PASSAGE FOR REVIEW:
======

This is the first of several related pieces that explore how commercial pressures and populist tendencies undermine efforts to respond to the complex issues of trauma in individuals, communities and wider society.

In this piece, we explore whether traumatic experiences are always destined to be traumatic and how it appears helpful to suggest they are.

Just this week so far, fresh calls for trauma responsive services have been made from both the halls of government and the non-profit sector, highlighting the current drive to embed consideration of trauma into services. Justice Minister Robert Buckland outlined his plans for the future of criminal justice, which emphasised the need to re-design services to take trauma into account. One Small Thing also announced the 'Working with Trauma Quality Mark', offering organisations the opportunity to evidence their trauma-informed practice.

Early days of trauma

In the 1970s, medical and care professionals working with Vietnam veterans in the US began to understand and prioritise the nature, impact, and significance of traumatic events. As a result, acknowledging the legacies of military service in psychological, physical, emotional, and mental functioning became an essential feature of the healing process. This acknowledgement marked a timely shift away from the 'shell shock' and 'stiff upper lip' treatments of earlier wars, towards a more holistic and integrated approach to people's responses to trauma.

Since that early move towards understanding the effects of traumatic experiences in people's lives, an entire industry and focus of practice have emerged. The growth and expansion of trauma-informed work may well be a needed and valuable development. However, it also brings some complex and potentially challenging dynamics.

The ‘benefits’ of trauma

Not everyone experiences trauma due to exposure to traumatic events. There is also more to the experience of trauma than what the Jungian therapist and global trauma practitioner, Renos K. Papadopolous, describes as ‘learned helplessness’. Trauma, Papadopoulos argues, often leads people to develop new perspectives, skills and identities and can be a vehicle through which people can learn, grow, and expand. Trauma-informed approaches tend to focus on the negative impacts of trauma, supporting its victims on the healing journey, and avoiding retraumatisation. Papadopoulos argues that without very clear visions of people able to learn, develop and gain despite their traumas, this can lead to pathologizing people and keeping them stuck in paralysing states of dependency.

======

DATA EXTRACT:
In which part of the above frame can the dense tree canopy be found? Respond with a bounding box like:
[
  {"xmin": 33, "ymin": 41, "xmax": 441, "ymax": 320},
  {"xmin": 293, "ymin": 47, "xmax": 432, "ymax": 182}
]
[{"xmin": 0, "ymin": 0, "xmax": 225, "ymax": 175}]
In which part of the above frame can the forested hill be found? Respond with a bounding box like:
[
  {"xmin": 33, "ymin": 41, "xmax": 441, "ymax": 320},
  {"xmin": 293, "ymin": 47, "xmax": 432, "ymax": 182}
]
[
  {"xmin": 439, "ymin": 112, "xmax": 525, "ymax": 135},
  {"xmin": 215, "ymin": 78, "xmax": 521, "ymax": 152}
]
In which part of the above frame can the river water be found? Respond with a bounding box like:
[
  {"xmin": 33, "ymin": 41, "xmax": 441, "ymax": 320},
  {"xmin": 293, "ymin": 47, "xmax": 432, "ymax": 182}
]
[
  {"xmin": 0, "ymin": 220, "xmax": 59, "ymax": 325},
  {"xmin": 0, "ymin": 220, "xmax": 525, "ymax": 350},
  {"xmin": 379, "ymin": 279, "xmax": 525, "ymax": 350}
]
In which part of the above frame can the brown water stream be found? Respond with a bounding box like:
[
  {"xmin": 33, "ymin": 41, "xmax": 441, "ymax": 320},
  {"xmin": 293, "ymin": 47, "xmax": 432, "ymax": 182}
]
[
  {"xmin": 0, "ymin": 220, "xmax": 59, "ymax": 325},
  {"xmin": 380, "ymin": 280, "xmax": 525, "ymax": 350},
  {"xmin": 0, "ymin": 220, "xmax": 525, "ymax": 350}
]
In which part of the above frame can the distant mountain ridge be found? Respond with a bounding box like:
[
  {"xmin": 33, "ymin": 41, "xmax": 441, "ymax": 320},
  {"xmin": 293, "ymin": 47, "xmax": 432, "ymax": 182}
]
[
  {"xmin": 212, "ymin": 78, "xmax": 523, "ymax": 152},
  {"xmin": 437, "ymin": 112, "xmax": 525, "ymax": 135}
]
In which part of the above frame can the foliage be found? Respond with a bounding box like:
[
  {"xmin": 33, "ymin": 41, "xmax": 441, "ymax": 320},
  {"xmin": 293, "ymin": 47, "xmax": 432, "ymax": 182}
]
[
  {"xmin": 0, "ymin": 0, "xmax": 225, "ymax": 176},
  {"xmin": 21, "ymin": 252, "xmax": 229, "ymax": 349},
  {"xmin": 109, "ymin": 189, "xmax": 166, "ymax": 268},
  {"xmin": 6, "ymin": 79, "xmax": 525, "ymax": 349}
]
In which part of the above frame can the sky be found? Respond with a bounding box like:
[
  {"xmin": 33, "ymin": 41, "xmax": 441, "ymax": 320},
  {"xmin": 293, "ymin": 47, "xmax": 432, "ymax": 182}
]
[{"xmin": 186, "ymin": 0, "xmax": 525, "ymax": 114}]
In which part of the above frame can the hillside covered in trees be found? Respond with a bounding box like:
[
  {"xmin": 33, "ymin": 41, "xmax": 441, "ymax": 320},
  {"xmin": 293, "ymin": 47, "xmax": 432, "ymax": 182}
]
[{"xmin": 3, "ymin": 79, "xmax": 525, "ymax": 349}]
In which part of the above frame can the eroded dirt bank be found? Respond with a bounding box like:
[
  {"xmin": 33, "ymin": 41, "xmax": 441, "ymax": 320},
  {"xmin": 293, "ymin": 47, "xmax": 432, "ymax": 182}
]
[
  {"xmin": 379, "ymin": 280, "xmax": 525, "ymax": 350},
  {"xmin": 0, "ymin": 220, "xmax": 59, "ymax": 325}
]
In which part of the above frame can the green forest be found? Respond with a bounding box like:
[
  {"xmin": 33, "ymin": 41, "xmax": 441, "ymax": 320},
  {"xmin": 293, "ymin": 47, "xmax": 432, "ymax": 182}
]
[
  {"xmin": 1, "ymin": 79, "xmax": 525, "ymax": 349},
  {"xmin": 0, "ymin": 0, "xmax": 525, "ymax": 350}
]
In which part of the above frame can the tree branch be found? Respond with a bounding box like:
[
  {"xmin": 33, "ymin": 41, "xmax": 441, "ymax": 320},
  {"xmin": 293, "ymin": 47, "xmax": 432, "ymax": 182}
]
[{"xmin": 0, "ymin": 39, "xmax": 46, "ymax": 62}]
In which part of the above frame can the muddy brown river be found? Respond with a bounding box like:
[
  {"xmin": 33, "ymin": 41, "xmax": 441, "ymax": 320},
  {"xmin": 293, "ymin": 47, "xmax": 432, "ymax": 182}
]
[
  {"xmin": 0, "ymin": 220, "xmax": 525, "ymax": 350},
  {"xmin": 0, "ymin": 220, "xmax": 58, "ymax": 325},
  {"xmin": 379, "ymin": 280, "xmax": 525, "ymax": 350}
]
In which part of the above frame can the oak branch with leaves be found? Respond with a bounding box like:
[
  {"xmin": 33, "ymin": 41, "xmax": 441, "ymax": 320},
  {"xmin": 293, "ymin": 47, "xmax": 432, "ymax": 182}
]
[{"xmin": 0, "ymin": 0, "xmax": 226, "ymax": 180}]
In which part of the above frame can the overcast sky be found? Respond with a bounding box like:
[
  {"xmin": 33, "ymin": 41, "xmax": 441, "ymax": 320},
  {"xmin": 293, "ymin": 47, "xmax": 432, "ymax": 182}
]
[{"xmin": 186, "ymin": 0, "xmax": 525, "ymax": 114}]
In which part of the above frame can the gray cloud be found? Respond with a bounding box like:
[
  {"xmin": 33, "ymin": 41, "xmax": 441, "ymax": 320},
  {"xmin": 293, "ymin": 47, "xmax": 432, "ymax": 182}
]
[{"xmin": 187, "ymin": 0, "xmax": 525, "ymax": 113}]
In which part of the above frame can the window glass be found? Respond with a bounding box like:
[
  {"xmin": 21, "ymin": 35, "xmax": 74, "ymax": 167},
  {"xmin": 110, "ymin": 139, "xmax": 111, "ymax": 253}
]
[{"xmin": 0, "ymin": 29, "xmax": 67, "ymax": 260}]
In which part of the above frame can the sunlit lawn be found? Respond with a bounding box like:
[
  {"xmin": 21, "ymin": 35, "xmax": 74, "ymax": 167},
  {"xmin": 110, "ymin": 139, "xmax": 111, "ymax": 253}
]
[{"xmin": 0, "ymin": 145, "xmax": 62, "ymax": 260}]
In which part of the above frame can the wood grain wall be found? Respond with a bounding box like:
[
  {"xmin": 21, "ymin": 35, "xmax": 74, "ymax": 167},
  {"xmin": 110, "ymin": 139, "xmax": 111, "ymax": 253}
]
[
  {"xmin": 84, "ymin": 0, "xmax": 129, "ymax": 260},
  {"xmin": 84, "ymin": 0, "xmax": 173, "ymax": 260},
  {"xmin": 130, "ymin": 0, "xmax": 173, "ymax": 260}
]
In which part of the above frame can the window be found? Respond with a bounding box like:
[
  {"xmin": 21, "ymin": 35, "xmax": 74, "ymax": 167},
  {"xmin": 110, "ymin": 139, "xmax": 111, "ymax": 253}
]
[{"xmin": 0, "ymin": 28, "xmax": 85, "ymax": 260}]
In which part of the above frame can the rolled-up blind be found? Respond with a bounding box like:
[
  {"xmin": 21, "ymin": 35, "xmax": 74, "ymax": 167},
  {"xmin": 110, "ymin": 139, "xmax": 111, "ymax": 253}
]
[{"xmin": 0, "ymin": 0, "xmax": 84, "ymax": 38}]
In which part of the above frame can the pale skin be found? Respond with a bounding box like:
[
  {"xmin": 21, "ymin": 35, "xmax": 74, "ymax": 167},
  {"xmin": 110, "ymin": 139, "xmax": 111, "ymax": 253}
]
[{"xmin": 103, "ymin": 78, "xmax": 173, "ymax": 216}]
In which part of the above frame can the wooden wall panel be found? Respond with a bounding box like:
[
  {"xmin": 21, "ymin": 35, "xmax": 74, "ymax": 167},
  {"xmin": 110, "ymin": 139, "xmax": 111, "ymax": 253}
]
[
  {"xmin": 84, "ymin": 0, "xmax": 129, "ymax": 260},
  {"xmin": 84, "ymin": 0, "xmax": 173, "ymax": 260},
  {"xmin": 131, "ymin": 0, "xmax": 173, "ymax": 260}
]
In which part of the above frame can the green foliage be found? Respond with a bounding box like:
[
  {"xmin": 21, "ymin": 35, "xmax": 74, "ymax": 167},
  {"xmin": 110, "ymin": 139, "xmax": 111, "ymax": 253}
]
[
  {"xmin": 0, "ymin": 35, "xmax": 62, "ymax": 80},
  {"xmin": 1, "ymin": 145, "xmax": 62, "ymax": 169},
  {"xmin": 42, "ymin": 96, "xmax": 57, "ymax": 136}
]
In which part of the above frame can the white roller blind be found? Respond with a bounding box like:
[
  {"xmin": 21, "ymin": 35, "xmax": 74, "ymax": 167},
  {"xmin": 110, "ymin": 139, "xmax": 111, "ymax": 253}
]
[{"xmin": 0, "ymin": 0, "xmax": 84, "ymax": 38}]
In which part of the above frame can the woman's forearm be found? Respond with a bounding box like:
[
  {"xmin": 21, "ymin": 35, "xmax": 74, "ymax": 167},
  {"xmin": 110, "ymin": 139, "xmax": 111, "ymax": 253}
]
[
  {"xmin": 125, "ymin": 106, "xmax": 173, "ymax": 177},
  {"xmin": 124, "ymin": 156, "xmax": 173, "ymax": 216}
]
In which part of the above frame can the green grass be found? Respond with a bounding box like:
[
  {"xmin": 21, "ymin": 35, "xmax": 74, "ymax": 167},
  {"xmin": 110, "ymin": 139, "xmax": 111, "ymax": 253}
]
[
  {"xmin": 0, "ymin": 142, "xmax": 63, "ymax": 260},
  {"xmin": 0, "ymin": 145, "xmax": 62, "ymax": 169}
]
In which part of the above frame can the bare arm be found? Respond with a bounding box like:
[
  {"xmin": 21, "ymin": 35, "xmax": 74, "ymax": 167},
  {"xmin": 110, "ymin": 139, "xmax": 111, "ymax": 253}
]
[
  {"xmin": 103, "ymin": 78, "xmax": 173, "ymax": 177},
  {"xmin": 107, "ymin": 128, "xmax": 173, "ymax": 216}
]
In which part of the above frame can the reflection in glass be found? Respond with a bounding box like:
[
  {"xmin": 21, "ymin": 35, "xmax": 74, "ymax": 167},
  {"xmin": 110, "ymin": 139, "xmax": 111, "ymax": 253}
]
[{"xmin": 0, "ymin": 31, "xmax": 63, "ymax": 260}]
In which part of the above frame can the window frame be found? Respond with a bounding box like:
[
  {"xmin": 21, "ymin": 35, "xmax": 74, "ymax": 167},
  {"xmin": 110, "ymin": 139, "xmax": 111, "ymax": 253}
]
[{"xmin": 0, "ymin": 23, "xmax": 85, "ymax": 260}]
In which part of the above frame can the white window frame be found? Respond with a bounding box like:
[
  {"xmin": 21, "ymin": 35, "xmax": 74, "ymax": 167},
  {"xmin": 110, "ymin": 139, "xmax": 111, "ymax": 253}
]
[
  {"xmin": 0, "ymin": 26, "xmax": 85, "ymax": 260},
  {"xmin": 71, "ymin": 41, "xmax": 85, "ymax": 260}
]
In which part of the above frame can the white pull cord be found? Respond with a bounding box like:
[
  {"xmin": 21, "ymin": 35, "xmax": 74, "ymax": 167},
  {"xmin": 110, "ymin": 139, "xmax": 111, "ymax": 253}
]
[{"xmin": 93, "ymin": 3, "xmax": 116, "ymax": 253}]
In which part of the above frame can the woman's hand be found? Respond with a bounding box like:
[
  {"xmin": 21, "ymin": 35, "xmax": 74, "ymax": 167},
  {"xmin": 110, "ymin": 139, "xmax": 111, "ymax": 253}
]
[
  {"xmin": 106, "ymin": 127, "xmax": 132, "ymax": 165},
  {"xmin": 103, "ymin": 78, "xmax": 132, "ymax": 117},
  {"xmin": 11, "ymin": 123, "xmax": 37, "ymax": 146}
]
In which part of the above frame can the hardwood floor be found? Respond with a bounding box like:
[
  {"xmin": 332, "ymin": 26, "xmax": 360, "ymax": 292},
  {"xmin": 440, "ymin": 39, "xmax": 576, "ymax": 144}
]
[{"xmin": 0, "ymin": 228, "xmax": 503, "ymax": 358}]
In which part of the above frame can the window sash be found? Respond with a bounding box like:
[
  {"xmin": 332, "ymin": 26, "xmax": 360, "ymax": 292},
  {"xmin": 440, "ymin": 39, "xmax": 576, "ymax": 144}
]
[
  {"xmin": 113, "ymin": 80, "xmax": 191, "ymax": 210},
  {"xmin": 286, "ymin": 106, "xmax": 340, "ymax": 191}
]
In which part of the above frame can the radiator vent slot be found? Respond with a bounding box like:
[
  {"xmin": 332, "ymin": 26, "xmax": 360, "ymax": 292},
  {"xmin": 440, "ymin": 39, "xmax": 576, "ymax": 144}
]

======

PROBLEMS TO WORK ON:
(A) Answer these questions from the passage on trauma, one line each:
(i) Who outlined plans for the future of criminal justice that emphasized re-designing services to take trauma into account?
(ii) In which decade did professionals working with Vietnam veterans in the US begin to prioritize the nature and impact of traumatic events?
(iii) What is the name of the scheme that One Small Thing announced?
(B) Continue the passage on trauma from its last sentence.

WRITTEN RESPONSES:
(A)
(i) Justice Minister Robert Buckland
(ii) The 1970s
(iii) The 'Working with Trauma Quality Mark'

(B)
Clarity of purpose

The phrase "what happened to you, not what's wrong with you" is used as a guiding principle in much of the UK's trauma-informed practice. An internet search for trauma-informed practice will variously identify the three types of trauma: 

  • The four concepts of trauma-informed practice,
  • The four R's of trauma-informed care;
  • The five principles; the six principles
  • The 10 Adverse Childhood Experiences (about which there is a separate critique)

This range of practices is not unusual, nor specific to work in the field of trauma. Youth violence, family relationships, drug abuse, anorexia, HIV have all had their moments in the sun before being relegated to government departments, public health or simply feeding headlines and policy reactions.

Practice

An individual's response to trauma is unique and based on many factors, including perception, context, history, and biological makeup. However, not every experience is traumatic, and not every traumatic experience leads to a harmful internalisation. The tendency towards viewing everything and anything as potentially traumatic, and almost any and everything as susceptible to a 'trauma informed' approach, is a backwards step.

Safe and containing relationships are key in helping a person to heal from trauma. Professionals working in this field require support to facilitate these relationships, and to avoid the perpetuation of harm and the projection that everyone who experiences trauma will live with.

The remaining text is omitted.